- Problem to work on -
The required output is the line containing "Reviewer note: verify one keypoint per instance of the green" through the final line of the material below, printed exactly, with no other lines.

- Given data -
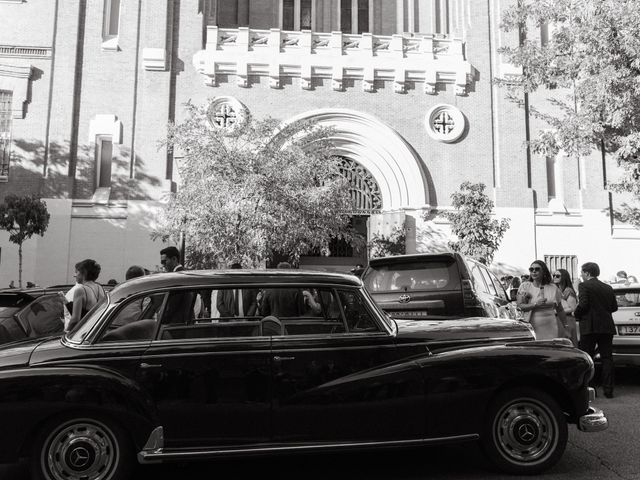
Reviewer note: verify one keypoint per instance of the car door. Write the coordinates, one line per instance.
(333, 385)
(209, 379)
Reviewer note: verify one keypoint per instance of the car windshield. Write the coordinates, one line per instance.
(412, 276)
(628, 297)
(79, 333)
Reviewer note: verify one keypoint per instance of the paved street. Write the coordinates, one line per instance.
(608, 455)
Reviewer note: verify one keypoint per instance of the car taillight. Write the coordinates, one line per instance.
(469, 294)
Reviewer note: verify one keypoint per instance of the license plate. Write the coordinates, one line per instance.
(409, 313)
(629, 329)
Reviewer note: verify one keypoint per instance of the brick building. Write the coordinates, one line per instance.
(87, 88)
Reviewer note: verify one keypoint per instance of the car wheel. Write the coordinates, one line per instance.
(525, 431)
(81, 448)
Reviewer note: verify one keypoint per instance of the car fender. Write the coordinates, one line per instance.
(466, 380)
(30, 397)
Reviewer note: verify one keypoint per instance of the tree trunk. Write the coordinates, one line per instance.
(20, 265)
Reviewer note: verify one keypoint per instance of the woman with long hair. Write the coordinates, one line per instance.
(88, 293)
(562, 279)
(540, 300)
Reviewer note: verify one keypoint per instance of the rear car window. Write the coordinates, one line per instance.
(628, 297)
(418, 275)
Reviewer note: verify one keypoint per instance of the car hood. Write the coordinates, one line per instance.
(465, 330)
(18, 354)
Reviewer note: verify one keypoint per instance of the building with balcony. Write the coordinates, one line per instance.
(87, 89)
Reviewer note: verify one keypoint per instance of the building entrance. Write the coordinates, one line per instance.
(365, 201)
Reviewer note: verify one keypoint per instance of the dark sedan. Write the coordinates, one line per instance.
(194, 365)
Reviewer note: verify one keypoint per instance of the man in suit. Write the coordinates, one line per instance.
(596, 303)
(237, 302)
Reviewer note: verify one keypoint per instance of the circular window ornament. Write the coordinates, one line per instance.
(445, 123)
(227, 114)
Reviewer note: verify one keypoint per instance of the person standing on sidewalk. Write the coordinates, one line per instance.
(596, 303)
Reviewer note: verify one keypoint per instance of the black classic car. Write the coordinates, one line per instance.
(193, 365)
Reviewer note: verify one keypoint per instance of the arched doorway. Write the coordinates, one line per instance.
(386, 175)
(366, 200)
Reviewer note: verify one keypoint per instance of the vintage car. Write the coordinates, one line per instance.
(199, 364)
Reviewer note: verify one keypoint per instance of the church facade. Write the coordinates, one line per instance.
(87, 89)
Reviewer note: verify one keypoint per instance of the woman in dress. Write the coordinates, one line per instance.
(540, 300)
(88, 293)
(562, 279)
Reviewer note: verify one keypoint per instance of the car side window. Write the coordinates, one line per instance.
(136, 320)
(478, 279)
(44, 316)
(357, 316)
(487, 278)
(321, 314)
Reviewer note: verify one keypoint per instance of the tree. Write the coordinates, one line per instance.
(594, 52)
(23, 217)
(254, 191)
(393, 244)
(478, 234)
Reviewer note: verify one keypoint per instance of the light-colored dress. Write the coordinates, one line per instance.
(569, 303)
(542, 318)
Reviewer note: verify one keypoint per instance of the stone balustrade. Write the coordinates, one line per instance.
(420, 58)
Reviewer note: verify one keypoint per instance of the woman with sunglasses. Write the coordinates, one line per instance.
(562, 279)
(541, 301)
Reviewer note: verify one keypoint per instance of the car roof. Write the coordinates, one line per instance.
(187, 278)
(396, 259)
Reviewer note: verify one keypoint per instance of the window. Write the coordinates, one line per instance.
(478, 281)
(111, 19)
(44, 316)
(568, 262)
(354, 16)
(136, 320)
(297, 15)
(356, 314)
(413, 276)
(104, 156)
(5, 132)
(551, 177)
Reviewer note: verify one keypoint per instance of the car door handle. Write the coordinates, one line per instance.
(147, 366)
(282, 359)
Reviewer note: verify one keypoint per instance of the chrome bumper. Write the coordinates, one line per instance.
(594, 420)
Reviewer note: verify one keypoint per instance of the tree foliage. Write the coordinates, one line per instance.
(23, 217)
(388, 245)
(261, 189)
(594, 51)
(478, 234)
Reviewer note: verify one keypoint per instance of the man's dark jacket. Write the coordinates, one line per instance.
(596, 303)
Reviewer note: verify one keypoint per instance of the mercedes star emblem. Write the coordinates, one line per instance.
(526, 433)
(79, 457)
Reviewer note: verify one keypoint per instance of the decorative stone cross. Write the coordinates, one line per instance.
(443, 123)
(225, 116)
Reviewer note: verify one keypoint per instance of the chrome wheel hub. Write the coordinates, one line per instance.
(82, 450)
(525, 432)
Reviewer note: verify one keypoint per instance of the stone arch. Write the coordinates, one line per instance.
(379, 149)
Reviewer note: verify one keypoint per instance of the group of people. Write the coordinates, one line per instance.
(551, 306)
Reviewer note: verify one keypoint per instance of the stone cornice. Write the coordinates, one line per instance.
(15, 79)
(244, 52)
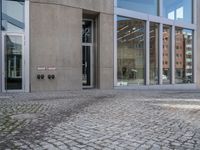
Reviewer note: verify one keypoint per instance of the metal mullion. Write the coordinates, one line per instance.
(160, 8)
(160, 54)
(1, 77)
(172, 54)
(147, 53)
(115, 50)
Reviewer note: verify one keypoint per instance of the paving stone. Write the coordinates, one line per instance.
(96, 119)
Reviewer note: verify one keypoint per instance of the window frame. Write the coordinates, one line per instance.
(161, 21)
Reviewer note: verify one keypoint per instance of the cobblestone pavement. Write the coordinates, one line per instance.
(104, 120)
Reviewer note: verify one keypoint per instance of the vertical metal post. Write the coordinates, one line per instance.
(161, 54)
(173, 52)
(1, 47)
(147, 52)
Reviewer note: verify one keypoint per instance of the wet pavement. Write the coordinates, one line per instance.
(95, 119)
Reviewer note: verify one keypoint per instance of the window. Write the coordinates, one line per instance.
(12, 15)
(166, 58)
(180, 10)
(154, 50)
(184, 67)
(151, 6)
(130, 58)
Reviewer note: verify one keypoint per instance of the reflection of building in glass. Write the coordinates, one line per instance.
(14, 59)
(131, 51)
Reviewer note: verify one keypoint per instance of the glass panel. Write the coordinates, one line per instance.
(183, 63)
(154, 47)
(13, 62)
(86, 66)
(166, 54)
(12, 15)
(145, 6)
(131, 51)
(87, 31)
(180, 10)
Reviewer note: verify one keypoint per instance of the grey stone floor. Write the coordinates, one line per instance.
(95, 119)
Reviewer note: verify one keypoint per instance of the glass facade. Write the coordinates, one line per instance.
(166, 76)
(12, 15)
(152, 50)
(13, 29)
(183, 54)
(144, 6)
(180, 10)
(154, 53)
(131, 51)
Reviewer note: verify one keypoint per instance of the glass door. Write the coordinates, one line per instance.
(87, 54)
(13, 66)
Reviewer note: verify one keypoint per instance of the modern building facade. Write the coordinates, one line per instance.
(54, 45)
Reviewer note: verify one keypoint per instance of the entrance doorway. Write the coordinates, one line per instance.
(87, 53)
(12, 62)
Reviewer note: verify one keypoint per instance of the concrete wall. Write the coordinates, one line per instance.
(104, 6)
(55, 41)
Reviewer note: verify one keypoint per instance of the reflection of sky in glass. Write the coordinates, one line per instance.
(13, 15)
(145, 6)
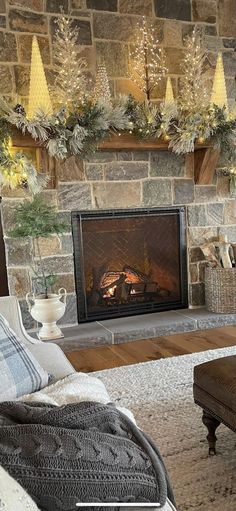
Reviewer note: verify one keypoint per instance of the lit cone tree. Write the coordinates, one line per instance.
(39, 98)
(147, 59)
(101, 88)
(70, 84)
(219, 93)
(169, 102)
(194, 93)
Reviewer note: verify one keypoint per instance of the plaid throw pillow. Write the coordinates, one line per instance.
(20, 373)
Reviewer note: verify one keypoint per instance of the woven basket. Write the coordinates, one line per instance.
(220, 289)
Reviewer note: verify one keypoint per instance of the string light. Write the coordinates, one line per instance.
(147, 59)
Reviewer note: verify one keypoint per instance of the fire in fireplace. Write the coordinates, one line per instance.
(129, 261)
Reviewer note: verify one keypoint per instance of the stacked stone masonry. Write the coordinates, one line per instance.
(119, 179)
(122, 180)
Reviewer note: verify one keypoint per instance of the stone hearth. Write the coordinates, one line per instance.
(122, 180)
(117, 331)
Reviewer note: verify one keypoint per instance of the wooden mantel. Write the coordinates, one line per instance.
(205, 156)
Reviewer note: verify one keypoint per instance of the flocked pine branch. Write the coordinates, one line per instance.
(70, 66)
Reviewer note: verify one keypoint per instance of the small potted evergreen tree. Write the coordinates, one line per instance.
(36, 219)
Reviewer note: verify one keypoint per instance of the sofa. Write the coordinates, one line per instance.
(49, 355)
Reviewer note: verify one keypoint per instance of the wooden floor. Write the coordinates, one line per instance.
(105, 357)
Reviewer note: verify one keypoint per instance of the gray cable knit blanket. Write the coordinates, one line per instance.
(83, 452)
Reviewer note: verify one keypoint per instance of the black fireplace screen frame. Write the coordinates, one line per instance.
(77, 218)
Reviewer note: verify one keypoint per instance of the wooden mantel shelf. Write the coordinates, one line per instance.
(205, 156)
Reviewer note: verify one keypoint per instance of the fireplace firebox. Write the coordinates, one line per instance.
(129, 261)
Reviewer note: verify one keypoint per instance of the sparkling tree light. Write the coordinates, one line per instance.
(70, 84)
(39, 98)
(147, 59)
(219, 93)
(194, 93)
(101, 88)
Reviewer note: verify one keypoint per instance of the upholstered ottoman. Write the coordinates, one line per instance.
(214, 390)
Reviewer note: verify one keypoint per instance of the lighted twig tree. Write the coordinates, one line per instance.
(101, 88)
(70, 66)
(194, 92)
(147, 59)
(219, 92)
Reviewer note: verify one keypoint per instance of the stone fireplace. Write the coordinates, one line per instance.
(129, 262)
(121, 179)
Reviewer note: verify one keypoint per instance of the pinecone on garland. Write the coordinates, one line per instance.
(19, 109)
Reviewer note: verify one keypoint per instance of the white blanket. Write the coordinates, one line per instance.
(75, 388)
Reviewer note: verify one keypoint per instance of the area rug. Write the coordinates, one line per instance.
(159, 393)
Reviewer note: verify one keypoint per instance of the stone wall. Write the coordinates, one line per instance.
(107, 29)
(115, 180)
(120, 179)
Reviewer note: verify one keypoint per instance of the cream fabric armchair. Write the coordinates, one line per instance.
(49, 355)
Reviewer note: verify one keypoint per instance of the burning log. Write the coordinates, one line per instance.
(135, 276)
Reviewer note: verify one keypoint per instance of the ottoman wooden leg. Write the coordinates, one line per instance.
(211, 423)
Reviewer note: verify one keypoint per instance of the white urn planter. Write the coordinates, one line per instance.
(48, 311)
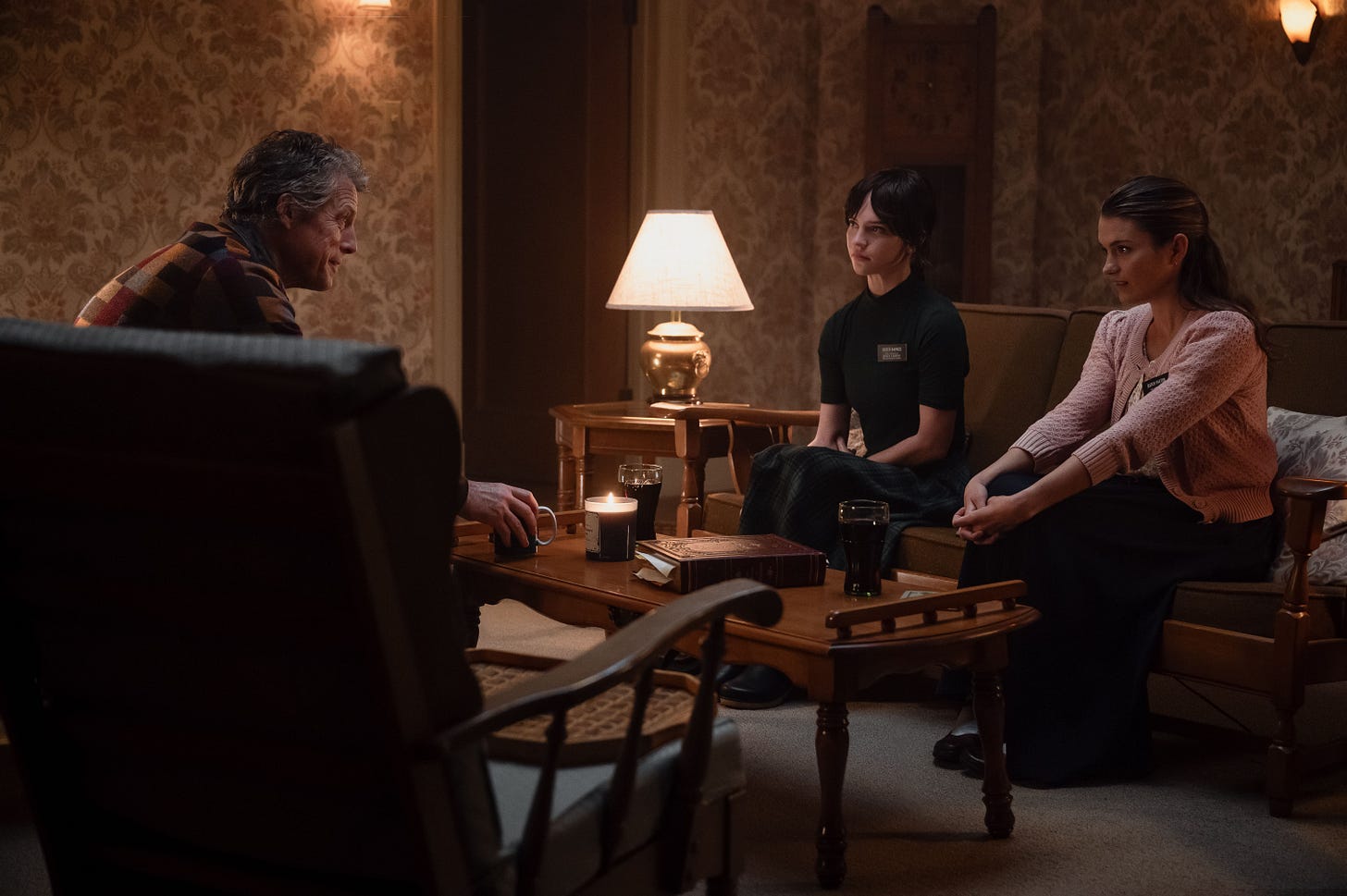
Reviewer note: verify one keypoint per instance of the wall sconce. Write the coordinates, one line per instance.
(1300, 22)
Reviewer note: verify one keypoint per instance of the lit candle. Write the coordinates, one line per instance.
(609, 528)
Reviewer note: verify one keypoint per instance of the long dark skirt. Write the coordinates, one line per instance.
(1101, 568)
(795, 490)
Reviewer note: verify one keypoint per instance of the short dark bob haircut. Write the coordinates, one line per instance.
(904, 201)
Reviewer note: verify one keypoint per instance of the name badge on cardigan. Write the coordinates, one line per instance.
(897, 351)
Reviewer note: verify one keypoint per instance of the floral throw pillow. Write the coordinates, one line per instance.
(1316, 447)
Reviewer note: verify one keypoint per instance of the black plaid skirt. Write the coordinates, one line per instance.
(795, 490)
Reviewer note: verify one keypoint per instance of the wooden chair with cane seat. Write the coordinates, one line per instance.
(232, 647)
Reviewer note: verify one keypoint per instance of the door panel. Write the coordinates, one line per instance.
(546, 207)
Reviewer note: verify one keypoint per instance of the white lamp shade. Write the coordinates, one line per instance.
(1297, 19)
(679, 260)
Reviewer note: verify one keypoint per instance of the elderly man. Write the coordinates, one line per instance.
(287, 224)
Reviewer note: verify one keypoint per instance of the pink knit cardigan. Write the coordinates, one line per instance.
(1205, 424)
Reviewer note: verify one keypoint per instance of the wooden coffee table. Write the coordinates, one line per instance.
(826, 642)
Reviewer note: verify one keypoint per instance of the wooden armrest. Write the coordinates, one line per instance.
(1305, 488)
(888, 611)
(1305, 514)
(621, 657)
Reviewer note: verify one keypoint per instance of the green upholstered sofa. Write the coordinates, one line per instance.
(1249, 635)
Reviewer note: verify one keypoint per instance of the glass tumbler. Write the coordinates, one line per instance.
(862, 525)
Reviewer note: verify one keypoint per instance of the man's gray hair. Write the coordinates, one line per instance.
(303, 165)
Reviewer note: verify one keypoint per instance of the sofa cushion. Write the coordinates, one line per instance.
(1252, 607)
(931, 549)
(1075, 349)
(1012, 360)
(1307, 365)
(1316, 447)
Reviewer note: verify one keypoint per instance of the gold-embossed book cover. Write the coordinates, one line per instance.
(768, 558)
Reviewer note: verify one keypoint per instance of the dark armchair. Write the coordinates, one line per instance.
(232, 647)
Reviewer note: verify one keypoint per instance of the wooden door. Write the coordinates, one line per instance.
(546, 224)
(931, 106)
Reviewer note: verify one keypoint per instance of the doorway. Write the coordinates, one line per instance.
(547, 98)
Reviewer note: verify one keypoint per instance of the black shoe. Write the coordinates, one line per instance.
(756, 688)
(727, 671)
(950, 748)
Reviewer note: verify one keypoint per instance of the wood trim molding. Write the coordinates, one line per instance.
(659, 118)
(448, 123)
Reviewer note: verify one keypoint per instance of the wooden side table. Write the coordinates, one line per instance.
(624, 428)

- Solution below -
Reviewer note: verify one keypoint per instance of the green upholstered sofa. Write the coordinates, one line per instance.
(1249, 635)
Reviewer note: verify one keypoint per instance of the glass tumbler. Write the coordinates, one line per instance.
(862, 525)
Reviewer note: verify one keypoint per instance of the man's gray hair. Write the coordinates, one line per instance.
(303, 165)
Reviewer note: verify one keypoint per instance of the sofa cushion. Write the coordinates, one line per instance.
(1252, 607)
(931, 549)
(1075, 349)
(1012, 360)
(1307, 365)
(1316, 447)
Reviewer note: verify one keypoint per instance of the gold-embossed book cover. Write the coordinates, one line per instance.
(768, 558)
Reviewer note: verify one keypoint per instance of the dark armchair. Write the coordinates, one line per instance.
(232, 647)
Reviewer note: verify one keypoint per instance of the wooden door. Write the coordinates, one line per instance.
(546, 224)
(931, 106)
Reviewer note: verify one keypoint per instance of the doorway. Write the coordinates, one line per instance.
(547, 98)
Reviewer note: verify one keypoint per instance of the black shoe. Write the coordinates, one line per instance.
(756, 688)
(727, 671)
(950, 748)
Reviewer note: verify one keypoint per instance of the wood trim molding. Write the coordinates, one line per instance.
(659, 118)
(448, 123)
Reviewer note: verify one keypoint per instance of the wooden side table. Write the coordinates, one line per instance.
(624, 428)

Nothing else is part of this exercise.